## BRIEF
An exact copy of every record is required.

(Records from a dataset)

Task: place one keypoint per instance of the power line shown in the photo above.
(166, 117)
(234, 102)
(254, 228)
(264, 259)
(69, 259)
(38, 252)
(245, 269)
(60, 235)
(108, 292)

## SOLUTION TO THIS PROBLEM
Task: place one keypoint per instance of the power line shown in the photo above.
(166, 117)
(234, 102)
(254, 228)
(264, 259)
(69, 259)
(38, 252)
(245, 269)
(60, 235)
(108, 292)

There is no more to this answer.